§ **Goal**
Put every line of the records below into a numbered list, leaving out any blank lines.

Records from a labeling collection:
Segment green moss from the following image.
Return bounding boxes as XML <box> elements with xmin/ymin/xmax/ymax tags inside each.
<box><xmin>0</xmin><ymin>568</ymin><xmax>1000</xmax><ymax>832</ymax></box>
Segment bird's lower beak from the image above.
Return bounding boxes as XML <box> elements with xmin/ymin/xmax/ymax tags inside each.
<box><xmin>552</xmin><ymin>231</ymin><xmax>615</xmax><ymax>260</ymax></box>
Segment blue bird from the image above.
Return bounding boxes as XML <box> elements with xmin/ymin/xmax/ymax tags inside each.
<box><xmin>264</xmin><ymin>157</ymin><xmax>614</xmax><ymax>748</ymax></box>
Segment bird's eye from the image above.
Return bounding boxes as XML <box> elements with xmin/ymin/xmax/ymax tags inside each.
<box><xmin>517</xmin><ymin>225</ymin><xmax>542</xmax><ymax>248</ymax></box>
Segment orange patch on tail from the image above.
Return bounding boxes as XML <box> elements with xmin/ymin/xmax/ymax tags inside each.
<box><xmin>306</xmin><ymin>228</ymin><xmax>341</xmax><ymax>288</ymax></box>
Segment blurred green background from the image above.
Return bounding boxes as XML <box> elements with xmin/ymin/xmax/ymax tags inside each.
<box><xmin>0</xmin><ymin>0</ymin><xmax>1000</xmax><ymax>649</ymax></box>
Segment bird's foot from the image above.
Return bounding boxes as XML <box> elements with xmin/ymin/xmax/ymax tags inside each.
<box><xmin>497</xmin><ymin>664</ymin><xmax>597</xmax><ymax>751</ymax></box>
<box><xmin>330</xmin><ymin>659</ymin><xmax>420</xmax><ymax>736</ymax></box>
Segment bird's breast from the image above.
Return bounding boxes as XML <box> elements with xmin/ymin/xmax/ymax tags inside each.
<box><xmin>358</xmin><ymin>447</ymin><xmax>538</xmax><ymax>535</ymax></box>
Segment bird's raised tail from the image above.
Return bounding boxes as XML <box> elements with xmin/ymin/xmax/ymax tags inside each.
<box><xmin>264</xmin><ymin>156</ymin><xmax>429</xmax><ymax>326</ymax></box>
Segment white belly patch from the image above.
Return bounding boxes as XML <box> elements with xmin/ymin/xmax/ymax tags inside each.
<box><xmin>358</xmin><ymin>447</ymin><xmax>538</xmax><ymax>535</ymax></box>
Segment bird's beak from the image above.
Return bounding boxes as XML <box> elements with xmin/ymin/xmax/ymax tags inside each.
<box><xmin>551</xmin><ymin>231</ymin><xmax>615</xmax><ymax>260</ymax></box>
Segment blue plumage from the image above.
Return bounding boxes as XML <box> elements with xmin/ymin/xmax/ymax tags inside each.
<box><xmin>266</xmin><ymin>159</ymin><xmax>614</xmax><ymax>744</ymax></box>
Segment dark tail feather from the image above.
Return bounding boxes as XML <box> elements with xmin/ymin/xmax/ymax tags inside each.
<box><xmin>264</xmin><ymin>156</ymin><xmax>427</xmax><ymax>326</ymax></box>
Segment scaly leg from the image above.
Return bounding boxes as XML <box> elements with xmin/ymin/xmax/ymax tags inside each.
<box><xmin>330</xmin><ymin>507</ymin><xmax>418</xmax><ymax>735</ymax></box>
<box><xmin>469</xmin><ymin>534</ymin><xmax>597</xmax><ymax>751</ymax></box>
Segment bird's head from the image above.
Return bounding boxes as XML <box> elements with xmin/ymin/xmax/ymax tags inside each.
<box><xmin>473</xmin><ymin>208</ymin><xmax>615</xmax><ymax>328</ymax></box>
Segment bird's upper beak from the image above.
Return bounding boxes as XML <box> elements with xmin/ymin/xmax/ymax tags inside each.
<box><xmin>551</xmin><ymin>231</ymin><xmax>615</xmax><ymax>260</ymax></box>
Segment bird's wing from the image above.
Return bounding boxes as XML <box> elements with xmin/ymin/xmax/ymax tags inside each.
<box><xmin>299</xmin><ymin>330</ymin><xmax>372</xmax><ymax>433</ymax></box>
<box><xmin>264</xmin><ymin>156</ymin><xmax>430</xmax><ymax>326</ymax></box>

§ **Complete output**
1. Segment green moss from the following image.
2. Return bounding boxes as XML <box> elements with xmin/ymin/xmax/ymax tags inside each.
3. <box><xmin>0</xmin><ymin>568</ymin><xmax>1000</xmax><ymax>832</ymax></box>
4. Segment bird's lower beak from the image above.
5. Return bounding boxes as XML <box> elements with xmin/ymin/xmax/ymax tags inside each.
6. <box><xmin>552</xmin><ymin>231</ymin><xmax>615</xmax><ymax>260</ymax></box>
7. Segment blue bird from the image above.
8. Return bounding boxes as XML <box> elements with xmin/ymin/xmax/ymax tags inside each.
9. <box><xmin>264</xmin><ymin>157</ymin><xmax>614</xmax><ymax>748</ymax></box>
10. Segment bird's eye from the image above.
11. Return bounding boxes as XML <box> elements with xmin/ymin/xmax/ymax tags inside each.
12. <box><xmin>517</xmin><ymin>225</ymin><xmax>542</xmax><ymax>248</ymax></box>
13. Segment orange patch on tail from the image above.
14. Return bounding boxes as XML <box> elements with xmin/ymin/xmax/ymax tags inside each.
15. <box><xmin>306</xmin><ymin>228</ymin><xmax>341</xmax><ymax>288</ymax></box>
16. Segment blurred green background from the image above.
17. Return bounding boxes as XML <box> elements with xmin/ymin/xmax/ymax tags inside each.
18. <box><xmin>0</xmin><ymin>0</ymin><xmax>1000</xmax><ymax>649</ymax></box>
19. Segment bird's foot from the image above.
20. Return bounding boxes as XML <box> elements with xmin/ymin/xmax/ymax tags inside each.
21. <box><xmin>497</xmin><ymin>664</ymin><xmax>597</xmax><ymax>751</ymax></box>
22. <box><xmin>330</xmin><ymin>659</ymin><xmax>420</xmax><ymax>736</ymax></box>
23. Segment bird's breast from the image above.
24. Return bounding boxes as XML <box> elements with xmin/ymin/xmax/ymax tags inside each.
25. <box><xmin>358</xmin><ymin>447</ymin><xmax>538</xmax><ymax>535</ymax></box>
26. Segment bird's raised tail from the image above.
27. Return bounding boxes as XML <box> elements with xmin/ymin/xmax/ymax tags inside each.
28. <box><xmin>264</xmin><ymin>156</ymin><xmax>429</xmax><ymax>326</ymax></box>
29. Segment white belly patch from the image above.
30. Return bounding boxes as XML <box> elements with xmin/ymin/xmax/ymax tags inside each.
31. <box><xmin>358</xmin><ymin>447</ymin><xmax>538</xmax><ymax>535</ymax></box>
32. Segment bird's beak from the image above.
33. Return bounding boxes as XML <box> elements with xmin/ymin/xmax/ymax tags inside each.
34. <box><xmin>551</xmin><ymin>231</ymin><xmax>615</xmax><ymax>260</ymax></box>
35. Segment blue plumage from the image above.
36. Return bounding boxes as XML <box> elements with xmin/ymin/xmax/ymax tags inside each.
37. <box><xmin>266</xmin><ymin>159</ymin><xmax>614</xmax><ymax>744</ymax></box>
38. Segment dark tail feather from the image above.
39. Return bounding boxes as XML <box> elements with xmin/ymin/xmax/ymax tags inside each.
40. <box><xmin>264</xmin><ymin>156</ymin><xmax>427</xmax><ymax>326</ymax></box>
41. Segment scaly leg from the image above.
42. Return bounding boxes as XML <box> elements with xmin/ymin/xmax/ymax tags inside each.
43. <box><xmin>330</xmin><ymin>507</ymin><xmax>418</xmax><ymax>735</ymax></box>
44. <box><xmin>469</xmin><ymin>534</ymin><xmax>597</xmax><ymax>751</ymax></box>
45. Segment bird's head from the image above.
46. Return bounding boxes as XML <box> elements with xmin/ymin/xmax/ymax tags inside each.
47. <box><xmin>473</xmin><ymin>208</ymin><xmax>615</xmax><ymax>328</ymax></box>
48. Segment bird's upper beak from the image above.
49. Return bounding boxes as XML <box> elements with xmin/ymin/xmax/ymax tags inside each.
50. <box><xmin>551</xmin><ymin>231</ymin><xmax>615</xmax><ymax>260</ymax></box>
51. Segment bird's wing from the image above.
52. Return bounding boxes as XML <box> elements with xmin/ymin/xmax/ymax tags inside each.
53. <box><xmin>299</xmin><ymin>330</ymin><xmax>372</xmax><ymax>433</ymax></box>
54. <box><xmin>264</xmin><ymin>156</ymin><xmax>430</xmax><ymax>326</ymax></box>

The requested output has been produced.